Copy out all the records again, substituting "Several results" for every "Multiple results" and leaving everything else unchanged.

» **Records from a collection**
◇ ◇ ◇ ◇

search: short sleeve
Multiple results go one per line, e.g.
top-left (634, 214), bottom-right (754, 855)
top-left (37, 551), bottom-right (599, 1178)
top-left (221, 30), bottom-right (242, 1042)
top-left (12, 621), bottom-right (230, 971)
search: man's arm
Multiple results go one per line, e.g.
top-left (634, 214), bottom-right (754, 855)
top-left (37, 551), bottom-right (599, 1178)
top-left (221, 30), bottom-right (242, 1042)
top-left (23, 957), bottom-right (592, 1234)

◇ ◇ ◇ ◇

» **EXERCISE OUTPUT**
search: short sleeve
Several results go one per line, e.g.
top-left (634, 214), bottom-right (754, 855)
top-left (37, 551), bottom-right (599, 1178)
top-left (221, 30), bottom-right (242, 1042)
top-left (12, 621), bottom-right (230, 971)
search: man's arm
Several results go one per line, e.g.
top-left (634, 214), bottom-right (754, 855)
top-left (37, 551), bottom-right (599, 1178)
top-left (221, 30), bottom-right (242, 1042)
top-left (23, 957), bottom-right (592, 1234)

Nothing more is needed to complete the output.